The {dglm} package provide “deep” versions of (generalized) linear
models with an interface that is designed to follow those of standard
regression routines (lm(), glm(), and coxph()) as closely as
possible while providing the ability to fit non-linear relationships
among data. The package implements these model fitting routines through
two functions that prepend a “d” in front of their linear-model
analogues.
dglm()regress variables onto count, continuous, or categorical variables.dcoxph()regress variables onto survival data.
In addition common associated methods including summary(), update(),
and predict() are implemented along with others to facilitate the
validating, examining, characterizing, updating, and predicting with
these models.
Deep learners, regressing tensors of order two (matrics) onto tensors of order one (vectors), can be thought of as non-linear generalizations of linear models. For example, consider the linear model:
yi = xi1 β1 + xi2 β2 + xi3 β3+ ...
We can rewrite this as
yi = f0( xi⋅ )

> AIM
Write out the dglm package text from "Deep learners, regressing" up to and including "yi = f0( xi⋅ )", and substitute "arrays" for each "tensors".

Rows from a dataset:
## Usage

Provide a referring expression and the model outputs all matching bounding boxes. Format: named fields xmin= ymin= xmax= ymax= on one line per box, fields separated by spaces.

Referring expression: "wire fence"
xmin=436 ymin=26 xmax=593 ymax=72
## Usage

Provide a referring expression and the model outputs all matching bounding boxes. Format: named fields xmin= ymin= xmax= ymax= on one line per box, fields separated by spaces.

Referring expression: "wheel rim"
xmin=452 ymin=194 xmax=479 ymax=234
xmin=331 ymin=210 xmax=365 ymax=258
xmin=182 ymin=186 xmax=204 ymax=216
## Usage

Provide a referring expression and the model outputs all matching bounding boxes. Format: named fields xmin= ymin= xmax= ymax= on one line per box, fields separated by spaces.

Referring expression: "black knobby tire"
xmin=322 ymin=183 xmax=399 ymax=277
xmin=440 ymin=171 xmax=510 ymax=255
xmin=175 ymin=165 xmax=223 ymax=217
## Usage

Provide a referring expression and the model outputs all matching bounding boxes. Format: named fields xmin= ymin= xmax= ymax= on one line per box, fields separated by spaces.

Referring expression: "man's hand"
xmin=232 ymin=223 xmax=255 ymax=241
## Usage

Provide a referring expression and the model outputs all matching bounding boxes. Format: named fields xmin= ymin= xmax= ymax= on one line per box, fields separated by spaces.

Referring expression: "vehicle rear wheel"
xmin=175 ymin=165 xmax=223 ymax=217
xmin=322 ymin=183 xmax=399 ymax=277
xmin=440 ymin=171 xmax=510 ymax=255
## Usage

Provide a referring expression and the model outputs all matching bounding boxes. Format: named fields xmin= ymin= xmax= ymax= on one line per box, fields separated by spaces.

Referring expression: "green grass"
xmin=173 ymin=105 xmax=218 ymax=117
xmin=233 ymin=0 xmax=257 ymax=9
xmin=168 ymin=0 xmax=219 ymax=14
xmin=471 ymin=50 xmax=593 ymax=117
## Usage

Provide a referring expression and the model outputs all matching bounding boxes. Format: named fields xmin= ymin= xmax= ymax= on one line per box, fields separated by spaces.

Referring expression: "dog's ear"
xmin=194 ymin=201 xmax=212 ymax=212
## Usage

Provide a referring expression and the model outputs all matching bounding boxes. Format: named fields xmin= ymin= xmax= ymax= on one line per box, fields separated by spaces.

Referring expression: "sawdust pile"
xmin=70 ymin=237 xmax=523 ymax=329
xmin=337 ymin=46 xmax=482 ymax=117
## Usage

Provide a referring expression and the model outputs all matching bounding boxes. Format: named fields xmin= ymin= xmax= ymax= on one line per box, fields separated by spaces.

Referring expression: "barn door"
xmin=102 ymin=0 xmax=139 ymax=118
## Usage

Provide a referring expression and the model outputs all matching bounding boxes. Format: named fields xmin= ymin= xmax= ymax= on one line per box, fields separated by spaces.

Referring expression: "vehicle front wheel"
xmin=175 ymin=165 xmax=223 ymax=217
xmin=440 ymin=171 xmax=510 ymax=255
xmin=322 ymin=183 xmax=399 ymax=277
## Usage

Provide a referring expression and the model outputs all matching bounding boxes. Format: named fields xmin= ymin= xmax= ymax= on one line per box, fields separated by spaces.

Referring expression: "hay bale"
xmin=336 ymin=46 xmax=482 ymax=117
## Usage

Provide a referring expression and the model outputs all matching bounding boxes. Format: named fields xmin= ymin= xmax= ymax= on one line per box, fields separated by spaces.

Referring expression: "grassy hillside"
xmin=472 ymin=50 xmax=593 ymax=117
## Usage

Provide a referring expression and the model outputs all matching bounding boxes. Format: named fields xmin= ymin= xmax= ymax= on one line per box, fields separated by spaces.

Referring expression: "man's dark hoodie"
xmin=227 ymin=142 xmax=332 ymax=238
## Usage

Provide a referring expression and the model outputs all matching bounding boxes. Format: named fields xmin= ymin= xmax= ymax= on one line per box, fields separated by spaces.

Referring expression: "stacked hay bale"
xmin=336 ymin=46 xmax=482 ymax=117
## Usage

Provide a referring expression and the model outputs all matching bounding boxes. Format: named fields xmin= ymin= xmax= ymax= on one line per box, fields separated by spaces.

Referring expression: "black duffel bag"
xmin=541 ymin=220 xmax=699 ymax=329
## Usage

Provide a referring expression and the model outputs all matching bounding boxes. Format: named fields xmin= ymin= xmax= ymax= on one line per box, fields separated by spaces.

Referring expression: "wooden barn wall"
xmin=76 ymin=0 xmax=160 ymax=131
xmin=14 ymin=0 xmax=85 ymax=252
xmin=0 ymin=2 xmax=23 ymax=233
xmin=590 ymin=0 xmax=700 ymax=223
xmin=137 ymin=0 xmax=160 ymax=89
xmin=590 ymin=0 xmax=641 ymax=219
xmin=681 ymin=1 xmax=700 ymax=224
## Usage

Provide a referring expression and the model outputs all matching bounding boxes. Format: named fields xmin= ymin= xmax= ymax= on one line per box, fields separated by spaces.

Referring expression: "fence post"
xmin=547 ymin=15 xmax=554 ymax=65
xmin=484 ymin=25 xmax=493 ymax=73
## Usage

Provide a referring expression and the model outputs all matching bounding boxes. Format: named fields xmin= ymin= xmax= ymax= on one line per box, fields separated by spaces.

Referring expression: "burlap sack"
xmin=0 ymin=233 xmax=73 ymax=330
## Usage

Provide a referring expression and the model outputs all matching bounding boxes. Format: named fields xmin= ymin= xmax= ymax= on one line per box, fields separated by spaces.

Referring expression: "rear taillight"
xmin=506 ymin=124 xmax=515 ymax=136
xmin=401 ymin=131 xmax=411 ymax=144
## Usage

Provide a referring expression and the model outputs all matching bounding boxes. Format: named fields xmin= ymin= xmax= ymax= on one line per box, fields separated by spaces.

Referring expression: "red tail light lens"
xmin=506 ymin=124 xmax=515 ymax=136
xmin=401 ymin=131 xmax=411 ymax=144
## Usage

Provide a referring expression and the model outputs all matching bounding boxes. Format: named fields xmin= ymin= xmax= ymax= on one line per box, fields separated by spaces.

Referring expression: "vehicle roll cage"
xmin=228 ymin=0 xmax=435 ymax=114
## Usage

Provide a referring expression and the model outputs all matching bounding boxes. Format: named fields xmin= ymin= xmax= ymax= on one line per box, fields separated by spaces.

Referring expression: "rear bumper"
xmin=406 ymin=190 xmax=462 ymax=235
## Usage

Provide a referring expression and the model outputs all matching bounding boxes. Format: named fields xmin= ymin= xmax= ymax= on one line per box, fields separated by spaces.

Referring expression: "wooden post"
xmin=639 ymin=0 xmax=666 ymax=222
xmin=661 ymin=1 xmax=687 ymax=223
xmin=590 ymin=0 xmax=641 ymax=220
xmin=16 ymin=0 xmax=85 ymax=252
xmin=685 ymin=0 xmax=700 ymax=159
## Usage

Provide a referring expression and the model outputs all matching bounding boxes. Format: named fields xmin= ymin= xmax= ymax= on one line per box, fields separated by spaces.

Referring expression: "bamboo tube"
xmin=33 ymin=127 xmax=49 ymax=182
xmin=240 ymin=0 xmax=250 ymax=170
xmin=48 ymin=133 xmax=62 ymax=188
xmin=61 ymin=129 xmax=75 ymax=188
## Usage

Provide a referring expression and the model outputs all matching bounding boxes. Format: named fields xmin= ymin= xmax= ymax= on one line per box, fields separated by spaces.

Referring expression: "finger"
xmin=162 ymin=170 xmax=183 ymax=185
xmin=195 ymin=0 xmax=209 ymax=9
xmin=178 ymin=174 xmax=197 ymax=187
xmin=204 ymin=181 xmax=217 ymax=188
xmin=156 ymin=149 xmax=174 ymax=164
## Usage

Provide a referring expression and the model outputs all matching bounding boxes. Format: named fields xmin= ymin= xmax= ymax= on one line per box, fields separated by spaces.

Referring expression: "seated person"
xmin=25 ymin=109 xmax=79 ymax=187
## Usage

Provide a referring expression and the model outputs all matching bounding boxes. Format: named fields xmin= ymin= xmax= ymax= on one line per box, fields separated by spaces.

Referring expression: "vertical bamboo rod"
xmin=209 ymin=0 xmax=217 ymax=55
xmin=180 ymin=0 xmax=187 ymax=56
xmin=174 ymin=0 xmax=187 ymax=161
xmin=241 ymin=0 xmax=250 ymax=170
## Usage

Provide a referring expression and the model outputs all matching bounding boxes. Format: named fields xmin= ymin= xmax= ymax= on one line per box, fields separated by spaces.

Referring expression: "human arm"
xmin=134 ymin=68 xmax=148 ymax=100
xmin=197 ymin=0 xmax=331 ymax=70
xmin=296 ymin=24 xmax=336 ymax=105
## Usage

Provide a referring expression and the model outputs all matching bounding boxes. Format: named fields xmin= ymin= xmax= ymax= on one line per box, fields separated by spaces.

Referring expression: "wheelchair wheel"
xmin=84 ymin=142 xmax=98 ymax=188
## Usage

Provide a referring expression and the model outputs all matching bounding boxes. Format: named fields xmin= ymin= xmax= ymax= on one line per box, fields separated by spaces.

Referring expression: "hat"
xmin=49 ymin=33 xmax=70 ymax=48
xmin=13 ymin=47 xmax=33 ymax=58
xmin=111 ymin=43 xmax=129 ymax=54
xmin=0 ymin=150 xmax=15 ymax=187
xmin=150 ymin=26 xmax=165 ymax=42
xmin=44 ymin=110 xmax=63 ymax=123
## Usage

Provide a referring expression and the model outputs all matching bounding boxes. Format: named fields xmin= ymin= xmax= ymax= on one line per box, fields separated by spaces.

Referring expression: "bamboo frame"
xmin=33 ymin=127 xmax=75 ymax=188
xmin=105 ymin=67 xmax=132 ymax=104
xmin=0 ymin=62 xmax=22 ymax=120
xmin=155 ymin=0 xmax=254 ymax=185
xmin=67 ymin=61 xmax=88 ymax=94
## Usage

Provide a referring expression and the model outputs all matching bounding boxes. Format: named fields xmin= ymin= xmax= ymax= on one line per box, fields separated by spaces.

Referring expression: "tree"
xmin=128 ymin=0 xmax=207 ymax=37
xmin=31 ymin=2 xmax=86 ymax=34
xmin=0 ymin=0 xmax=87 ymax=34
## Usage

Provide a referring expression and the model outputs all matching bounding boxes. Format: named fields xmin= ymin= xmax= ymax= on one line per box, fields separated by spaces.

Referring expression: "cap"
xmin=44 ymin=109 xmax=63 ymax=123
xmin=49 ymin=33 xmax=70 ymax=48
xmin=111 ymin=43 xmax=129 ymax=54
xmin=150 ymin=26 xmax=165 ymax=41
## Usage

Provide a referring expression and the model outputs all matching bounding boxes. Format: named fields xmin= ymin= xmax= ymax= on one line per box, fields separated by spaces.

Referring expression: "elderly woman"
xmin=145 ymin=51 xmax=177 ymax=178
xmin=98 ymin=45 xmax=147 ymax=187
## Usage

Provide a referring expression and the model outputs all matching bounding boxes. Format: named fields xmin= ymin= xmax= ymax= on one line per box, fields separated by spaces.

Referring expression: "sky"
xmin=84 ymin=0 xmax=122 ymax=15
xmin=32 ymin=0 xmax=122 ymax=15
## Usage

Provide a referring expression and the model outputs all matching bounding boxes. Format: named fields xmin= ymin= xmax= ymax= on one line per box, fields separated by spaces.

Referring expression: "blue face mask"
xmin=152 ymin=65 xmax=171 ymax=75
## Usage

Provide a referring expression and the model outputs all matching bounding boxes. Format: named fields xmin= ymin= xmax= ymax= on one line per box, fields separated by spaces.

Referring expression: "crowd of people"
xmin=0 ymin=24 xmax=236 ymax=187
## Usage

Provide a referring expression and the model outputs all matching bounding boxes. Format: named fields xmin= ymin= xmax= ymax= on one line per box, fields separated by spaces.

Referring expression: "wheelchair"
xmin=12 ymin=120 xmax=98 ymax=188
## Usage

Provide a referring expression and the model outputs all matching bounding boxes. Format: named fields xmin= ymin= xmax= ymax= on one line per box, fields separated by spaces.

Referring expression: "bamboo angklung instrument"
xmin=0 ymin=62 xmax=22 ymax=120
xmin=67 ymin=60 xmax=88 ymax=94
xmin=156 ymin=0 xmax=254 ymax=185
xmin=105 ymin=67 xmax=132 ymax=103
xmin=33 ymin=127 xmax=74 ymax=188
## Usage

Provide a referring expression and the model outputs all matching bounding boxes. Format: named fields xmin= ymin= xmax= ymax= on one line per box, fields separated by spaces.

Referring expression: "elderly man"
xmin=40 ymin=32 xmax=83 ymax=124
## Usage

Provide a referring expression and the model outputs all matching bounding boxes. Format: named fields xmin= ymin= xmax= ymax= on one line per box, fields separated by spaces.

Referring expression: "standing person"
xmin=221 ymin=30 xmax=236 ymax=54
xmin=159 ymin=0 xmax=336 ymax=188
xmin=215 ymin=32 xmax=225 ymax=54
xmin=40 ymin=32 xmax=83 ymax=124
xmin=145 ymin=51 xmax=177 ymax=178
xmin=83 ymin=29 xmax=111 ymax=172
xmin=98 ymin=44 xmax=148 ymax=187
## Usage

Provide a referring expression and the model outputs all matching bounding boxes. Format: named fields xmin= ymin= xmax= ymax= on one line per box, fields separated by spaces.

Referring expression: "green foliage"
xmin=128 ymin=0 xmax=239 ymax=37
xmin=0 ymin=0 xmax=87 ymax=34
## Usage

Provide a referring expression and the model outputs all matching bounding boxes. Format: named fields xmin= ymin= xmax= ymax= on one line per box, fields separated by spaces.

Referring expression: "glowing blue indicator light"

> TASK RESPONSE
Deep learners, regressing arrays of order two (matrics) onto arrays of order one (vectors), can be thought of as non-linear generalizations of linear models. For example, consider the linear model:
yi = xi1 β1 + xi2 β2 + xi3 β3+ ...
We can rewrite this as
yi = f0( xi⋅ )